▸ ACTIVITY:
Transcribe, word for word, the portion of the article on Boohoo's annual results from "Boohoo CEO John" to "a great experience.".

Boohoo shares rise despite 11% revenue fall to £1.7bn

Shares of Manchester-based online fashion giant Boohoo rose as much as 14% on Tuesday after CEO John Lyttle spoke of “a clear path to improved profitability and getting back to double digit revenue growth” despite the firm reporting that its revenue fell 11% to £1.769 billion in the year to February 28, 2023.

Boohoo also said it had made a loss before tax of £90.7 million, compared with a profit of £7.8 million a year before. No dividend is proposed.

In its outlook and guidance, Boohoo said that for the year ending February 28, 2024, revenues are expected to be between flat and a decline of 5% versus the prior year, with increased emphasis on driving profitable sales.

“In the first half, revenues are expected to decline by 10% to 15% as a result of this action being taken,” said Boohoo.

“In the second half of the year, the group expects to return to revenue growth as it benefits from the investments being made across price, product and proposition under the Back to growth strategy.

Adjusted EBITDA for FY24 is expected to improve year on year as a result of operational gains, cost efficiencies and cost deflation in our supply chain, with adjusted EBITDA margins of 4% to 4.5%, and adjusted EBITDA of between £69 million to £78 million, in line with market expectations.”

Boohoo CEO John Lyttle said: “Over the last three years, the group has achieved significant market share gains.

“Looking ahead, we are investing for the future growth of this business with automation, local fulfilment capacity in the US and building global brand awareness.

“We will deliver sustainable returns on these investments.

“We will continue to give our customers the latest trends, outstanding value and a great experience.

“Our confidence in the medium-term prospects for the group remain unchanged, and as we execute on our key priorities we see a clear path to improved profitability and getting back to double digit revenue growth.”


Victoria Scholar, Head of Investment, Interactive Investor: “Boohoo reported adjusted full-year earnings (EBITDA) of £63.3 million, beating expectations for £62.1 million but falling 49% from £125.1 million last year. Revenue slumped 11% to £1.77 billion.

“Shares in Boohoo have been on the decline in recent weeks with Asos’s recent first half loss adding to the downward pressure.

“With low expectations going into this set of numbers, Boohoo is enjoying a reprieve today from the doom-and-gloom thanks to earnings which came in slightly ahead of consensus estimates.

“Even though the stock is rallying by over 14% today, shares are still down around 20% over the past month and are down roughly 45% over a one-year period suggesting there is still a long way to go to reinvigorate the bulls.

“Boohoo operates in a highly competitive market with a slew of low price point, fast fashion competitors.

“Squeezed household budgets amid the inflationary backdrop means less disposable income among its customers to spend on non-essential fashion items.

“And the e-commerce pandemic era online shopping boom has faded with many consumers enjoying going back to physical stores again last year.”

▸ SUPPLIED ENTRIES:
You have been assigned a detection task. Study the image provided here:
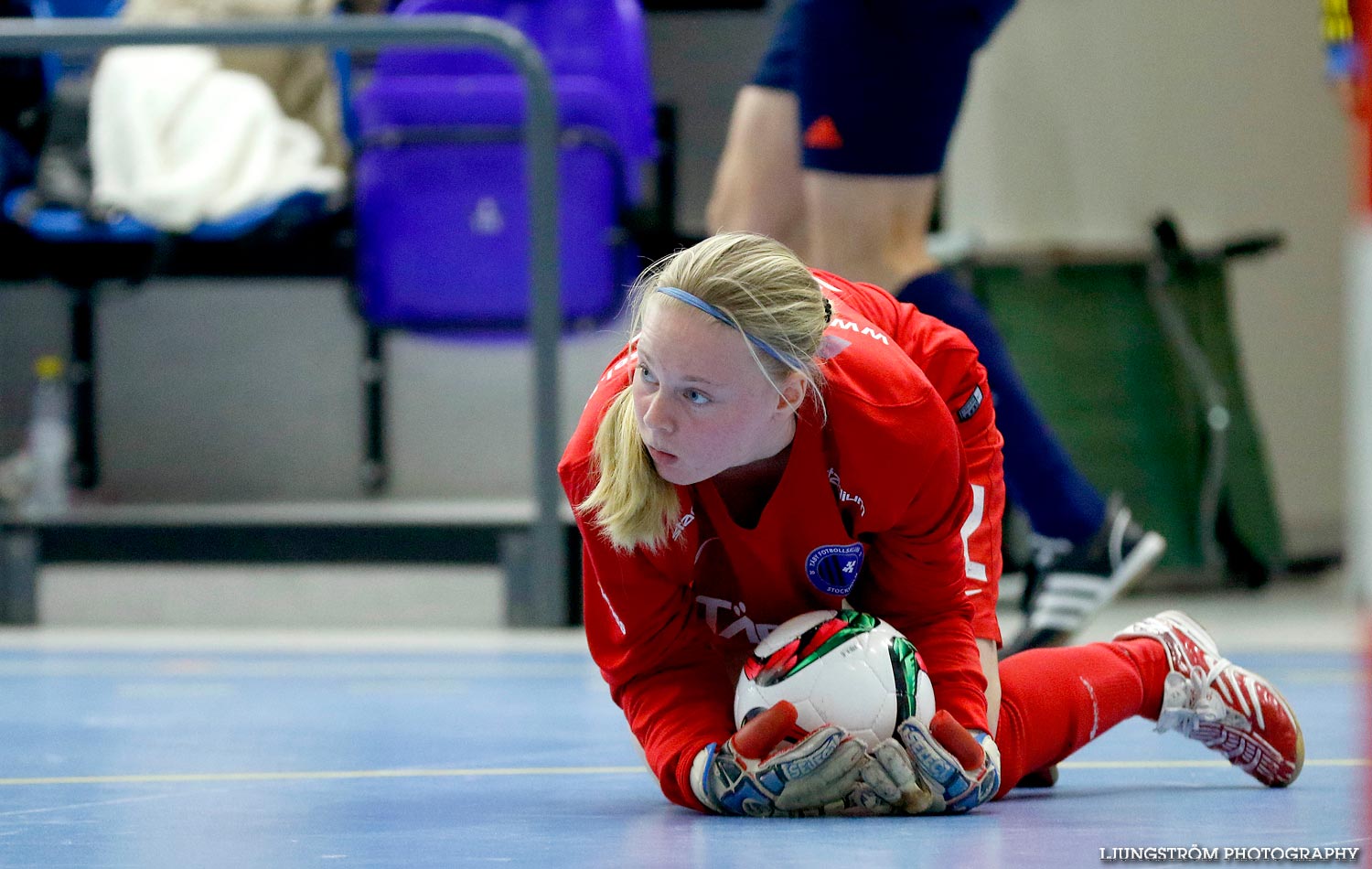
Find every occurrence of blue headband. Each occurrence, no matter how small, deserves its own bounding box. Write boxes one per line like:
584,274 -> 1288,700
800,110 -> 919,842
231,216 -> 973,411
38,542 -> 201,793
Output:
658,287 -> 804,370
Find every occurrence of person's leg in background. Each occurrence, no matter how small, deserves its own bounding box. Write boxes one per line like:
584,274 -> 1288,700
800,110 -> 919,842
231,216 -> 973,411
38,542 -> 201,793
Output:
705,3 -> 809,260
707,0 -> 1165,650
796,0 -> 1166,653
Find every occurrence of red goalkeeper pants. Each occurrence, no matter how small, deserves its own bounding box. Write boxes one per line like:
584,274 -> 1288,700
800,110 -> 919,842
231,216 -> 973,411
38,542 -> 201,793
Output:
996,638 -> 1168,798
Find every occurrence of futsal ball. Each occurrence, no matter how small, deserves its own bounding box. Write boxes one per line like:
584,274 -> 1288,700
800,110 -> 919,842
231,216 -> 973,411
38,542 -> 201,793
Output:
734,609 -> 935,748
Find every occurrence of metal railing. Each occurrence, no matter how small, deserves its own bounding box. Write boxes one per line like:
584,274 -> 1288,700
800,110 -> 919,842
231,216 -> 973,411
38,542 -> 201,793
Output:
0,16 -> 567,626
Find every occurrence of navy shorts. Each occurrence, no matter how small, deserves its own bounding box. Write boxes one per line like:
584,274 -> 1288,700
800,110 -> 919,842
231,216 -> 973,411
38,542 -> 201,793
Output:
754,0 -> 1014,176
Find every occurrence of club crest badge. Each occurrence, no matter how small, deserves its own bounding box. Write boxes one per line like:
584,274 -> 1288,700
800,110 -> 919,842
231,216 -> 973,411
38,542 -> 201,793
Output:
806,543 -> 863,597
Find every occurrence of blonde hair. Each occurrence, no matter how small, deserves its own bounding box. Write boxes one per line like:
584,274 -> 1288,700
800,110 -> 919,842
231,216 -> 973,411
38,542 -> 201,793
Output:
578,232 -> 829,552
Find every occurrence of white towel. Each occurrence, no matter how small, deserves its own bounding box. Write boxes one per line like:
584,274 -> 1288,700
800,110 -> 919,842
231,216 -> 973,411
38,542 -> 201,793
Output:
90,46 -> 343,232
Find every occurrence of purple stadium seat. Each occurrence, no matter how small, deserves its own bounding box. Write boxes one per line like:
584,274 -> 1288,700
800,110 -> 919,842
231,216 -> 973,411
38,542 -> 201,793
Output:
354,0 -> 655,335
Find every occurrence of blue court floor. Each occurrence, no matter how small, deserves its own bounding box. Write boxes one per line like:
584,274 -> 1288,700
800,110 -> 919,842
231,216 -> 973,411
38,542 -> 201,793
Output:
0,623 -> 1369,869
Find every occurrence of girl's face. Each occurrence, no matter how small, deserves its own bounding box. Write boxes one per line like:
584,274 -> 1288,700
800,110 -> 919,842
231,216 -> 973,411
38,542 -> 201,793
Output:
633,299 -> 801,486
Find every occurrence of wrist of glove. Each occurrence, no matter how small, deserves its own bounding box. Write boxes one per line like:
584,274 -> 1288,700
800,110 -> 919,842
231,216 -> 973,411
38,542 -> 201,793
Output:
691,700 -> 894,817
863,710 -> 1001,814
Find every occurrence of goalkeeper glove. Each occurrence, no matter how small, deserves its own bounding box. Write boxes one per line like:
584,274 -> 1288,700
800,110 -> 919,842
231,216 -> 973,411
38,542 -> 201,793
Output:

▸ SOLUTION TO THE EXERCISE:
Boohoo CEO John Lyttle said: “Over the last three years, the group has achieved significant market share gains.

“Looking ahead, we are investing for the future growth of this business with automation, local fulfilment capacity in the US and building global brand awareness.

“We will deliver sustainable returns on these investments.

“We will continue to give our customers the latest trends, outstanding value and a great experience.